» Brief
Copy out the entries below verbatim, everything from the line containing "target: black and white photograph" down to the line containing "1 216 L 306", with both of those lines included.

========================================

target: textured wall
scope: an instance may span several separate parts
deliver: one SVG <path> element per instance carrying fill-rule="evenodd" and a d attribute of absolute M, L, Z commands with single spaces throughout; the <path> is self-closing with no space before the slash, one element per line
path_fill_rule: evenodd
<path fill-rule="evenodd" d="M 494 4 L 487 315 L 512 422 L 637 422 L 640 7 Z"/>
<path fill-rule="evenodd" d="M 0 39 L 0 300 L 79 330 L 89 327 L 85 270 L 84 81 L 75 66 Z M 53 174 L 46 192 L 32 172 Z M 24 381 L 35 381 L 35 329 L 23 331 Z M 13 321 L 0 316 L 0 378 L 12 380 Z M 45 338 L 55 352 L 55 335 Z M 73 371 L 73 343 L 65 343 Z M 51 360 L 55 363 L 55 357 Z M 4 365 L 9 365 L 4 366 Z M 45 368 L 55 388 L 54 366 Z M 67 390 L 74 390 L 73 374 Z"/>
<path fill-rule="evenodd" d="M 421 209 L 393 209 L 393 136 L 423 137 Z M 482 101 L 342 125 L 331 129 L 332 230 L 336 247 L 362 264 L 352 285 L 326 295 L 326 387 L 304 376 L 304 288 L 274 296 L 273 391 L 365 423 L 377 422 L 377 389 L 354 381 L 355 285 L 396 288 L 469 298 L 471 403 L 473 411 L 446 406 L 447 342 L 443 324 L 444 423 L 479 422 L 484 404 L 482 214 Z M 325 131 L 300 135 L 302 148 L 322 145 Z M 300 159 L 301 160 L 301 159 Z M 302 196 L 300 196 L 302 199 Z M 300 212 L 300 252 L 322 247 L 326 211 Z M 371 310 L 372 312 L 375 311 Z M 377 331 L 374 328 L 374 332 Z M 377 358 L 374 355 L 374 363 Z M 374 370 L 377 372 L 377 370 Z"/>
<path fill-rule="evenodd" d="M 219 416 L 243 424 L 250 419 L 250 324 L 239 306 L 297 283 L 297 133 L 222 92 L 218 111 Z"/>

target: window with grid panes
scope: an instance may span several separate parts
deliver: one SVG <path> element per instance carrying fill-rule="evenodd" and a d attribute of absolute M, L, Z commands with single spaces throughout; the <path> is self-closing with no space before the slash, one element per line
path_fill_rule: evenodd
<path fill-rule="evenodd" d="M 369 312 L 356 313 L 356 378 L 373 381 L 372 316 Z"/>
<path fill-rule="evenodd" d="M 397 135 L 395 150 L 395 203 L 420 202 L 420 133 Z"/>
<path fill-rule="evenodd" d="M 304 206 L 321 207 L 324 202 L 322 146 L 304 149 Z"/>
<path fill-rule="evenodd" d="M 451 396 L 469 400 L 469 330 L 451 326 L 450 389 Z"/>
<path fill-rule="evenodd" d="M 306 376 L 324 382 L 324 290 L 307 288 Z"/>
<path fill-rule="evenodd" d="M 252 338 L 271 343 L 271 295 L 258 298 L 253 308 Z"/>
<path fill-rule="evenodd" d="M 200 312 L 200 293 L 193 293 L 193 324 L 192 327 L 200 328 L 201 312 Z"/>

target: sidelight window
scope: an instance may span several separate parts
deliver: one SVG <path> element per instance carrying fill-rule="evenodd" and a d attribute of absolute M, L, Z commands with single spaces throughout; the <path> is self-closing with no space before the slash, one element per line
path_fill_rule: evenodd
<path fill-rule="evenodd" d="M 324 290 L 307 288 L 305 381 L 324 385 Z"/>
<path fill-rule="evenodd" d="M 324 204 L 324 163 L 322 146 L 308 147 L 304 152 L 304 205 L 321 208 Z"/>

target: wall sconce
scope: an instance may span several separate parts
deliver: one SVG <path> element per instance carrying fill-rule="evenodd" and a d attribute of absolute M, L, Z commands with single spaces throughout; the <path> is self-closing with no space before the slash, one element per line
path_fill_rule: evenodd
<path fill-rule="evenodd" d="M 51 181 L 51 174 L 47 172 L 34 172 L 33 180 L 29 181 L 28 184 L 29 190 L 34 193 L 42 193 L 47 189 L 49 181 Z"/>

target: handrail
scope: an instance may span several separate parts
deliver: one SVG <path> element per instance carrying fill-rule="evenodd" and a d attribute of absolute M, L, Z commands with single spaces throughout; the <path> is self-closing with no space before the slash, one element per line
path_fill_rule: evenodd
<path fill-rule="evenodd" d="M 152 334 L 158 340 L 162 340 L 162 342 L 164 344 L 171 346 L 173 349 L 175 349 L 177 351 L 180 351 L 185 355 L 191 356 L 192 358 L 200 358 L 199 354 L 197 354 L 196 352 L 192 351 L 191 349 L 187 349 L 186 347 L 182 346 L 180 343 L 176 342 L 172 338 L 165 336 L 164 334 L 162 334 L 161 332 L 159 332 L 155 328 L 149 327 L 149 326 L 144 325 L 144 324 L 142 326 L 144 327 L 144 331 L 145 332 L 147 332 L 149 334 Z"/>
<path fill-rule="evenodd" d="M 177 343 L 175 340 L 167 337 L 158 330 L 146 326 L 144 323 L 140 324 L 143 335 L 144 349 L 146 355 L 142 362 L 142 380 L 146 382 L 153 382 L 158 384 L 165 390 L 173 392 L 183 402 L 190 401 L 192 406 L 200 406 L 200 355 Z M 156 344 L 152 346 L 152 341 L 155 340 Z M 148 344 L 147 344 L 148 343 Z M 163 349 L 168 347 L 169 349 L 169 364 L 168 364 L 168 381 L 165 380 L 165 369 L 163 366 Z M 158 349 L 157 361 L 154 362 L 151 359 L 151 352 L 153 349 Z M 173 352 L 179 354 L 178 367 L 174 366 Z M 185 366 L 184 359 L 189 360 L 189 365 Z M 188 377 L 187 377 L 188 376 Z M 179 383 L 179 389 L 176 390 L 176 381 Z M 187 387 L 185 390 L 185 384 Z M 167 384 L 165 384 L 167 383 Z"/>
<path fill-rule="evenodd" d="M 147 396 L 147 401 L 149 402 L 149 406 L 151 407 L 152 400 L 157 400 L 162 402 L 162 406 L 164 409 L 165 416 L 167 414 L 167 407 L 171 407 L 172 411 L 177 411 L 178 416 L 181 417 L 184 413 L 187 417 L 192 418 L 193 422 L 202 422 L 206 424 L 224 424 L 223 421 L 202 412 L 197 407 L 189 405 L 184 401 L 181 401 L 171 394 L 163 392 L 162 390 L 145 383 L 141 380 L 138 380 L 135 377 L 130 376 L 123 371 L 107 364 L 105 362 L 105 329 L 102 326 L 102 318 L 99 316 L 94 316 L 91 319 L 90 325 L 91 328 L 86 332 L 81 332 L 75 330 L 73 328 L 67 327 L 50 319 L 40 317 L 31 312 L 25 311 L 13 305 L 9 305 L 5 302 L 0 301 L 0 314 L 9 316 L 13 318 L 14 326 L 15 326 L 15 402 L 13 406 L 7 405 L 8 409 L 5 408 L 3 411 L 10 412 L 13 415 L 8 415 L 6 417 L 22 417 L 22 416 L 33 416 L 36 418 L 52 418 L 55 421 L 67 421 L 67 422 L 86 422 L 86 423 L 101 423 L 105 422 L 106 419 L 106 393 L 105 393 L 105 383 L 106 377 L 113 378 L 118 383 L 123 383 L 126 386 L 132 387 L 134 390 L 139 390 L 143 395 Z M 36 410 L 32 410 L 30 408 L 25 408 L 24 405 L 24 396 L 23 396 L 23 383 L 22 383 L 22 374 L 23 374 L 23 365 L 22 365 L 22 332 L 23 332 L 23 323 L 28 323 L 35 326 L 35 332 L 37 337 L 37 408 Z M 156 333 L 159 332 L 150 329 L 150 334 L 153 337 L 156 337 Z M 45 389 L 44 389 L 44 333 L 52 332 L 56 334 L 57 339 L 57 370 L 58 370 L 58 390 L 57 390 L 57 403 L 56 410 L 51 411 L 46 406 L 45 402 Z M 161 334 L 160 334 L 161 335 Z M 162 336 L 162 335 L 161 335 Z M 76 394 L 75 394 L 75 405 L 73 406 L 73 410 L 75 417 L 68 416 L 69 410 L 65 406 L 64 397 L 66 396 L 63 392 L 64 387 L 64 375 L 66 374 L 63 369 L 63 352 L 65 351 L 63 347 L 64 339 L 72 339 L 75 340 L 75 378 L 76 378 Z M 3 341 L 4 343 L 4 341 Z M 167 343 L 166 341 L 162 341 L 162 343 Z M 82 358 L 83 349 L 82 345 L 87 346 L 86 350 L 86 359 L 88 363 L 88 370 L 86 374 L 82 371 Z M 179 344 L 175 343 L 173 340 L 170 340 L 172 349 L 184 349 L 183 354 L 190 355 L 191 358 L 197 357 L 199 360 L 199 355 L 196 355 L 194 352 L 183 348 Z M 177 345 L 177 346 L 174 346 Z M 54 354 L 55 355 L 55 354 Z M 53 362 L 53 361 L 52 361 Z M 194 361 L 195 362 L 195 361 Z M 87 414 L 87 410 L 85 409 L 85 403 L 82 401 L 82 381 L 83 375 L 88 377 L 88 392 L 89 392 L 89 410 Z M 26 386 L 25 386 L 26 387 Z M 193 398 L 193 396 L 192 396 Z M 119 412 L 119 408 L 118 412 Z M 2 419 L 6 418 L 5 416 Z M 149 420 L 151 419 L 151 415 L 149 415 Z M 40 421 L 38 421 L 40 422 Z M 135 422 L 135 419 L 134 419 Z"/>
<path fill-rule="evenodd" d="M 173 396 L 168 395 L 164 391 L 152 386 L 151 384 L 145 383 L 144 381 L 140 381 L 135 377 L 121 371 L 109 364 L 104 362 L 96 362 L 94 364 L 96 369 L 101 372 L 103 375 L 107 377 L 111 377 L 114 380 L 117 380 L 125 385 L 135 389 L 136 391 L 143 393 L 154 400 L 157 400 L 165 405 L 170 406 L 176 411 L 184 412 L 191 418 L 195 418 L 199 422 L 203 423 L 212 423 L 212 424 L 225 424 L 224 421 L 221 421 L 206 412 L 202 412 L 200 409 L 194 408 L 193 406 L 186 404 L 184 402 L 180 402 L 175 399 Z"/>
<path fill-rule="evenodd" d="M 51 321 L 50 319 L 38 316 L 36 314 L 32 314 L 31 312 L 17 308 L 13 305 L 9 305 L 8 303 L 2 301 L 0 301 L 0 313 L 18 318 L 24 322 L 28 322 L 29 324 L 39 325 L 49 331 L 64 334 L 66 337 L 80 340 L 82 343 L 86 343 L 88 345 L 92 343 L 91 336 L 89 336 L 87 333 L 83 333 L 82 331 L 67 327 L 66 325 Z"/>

========================================

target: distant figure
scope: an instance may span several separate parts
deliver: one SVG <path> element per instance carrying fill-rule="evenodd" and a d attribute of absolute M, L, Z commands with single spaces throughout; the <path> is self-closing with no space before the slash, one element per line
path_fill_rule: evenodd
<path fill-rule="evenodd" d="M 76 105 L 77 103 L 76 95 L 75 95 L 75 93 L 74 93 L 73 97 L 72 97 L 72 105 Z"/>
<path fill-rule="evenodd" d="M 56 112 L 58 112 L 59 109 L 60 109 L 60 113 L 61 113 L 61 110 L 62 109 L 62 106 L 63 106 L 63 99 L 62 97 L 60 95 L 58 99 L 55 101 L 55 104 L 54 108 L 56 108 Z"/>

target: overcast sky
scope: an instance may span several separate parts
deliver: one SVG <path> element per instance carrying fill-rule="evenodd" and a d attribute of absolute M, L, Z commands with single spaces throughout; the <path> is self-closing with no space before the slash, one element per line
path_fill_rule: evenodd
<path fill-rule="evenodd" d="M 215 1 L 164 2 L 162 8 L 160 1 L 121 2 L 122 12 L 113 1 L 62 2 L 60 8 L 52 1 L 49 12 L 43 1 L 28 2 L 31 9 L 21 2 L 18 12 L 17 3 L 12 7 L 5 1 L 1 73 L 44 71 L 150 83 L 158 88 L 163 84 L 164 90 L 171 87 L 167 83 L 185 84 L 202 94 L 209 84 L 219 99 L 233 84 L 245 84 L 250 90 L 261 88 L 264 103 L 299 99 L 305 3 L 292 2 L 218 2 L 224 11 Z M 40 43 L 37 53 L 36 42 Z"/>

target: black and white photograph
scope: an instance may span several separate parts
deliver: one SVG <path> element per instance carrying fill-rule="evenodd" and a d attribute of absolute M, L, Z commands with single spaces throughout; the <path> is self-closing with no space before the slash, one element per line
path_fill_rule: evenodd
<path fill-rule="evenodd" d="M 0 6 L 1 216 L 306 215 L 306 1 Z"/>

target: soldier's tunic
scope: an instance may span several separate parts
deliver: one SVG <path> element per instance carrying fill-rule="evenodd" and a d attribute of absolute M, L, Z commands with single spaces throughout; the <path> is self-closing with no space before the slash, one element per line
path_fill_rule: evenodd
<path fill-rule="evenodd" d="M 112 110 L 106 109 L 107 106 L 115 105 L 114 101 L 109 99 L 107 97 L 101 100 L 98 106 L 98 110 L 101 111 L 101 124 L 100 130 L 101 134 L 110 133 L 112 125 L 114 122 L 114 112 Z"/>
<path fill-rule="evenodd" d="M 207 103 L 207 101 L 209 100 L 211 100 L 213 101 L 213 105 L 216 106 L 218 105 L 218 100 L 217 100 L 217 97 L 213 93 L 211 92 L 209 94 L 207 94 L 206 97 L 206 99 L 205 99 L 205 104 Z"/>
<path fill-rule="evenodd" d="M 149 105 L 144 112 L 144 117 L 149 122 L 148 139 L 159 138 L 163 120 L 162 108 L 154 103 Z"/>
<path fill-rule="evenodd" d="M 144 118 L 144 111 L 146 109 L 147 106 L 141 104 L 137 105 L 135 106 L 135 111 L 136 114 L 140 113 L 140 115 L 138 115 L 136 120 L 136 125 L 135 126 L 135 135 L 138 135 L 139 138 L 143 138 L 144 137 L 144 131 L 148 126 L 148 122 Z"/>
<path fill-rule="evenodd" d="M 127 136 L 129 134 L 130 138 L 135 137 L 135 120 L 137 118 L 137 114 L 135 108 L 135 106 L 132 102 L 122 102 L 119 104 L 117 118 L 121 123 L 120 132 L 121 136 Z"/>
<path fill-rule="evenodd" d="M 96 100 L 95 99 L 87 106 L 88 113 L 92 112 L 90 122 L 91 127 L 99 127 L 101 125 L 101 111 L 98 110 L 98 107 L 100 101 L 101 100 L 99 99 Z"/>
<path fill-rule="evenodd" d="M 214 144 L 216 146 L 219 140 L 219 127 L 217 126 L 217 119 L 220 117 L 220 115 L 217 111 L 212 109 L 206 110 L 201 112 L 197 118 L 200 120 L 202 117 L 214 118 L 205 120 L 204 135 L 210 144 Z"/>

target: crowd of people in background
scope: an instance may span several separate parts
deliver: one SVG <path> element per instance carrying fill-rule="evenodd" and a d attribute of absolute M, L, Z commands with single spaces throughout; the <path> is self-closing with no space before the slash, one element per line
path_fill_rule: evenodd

========================================

» Exercise result
target: black and white photograph
scope: an instance may span several separate parts
deliver: one SVG <path> element per instance carrying fill-rule="evenodd" and a d attribute of absolute M, L, Z commands with single spaces throughout; the <path> is self-closing with no space before the slash, one element per line
path_fill_rule: evenodd
<path fill-rule="evenodd" d="M 0 6 L 1 216 L 306 215 L 306 1 Z"/>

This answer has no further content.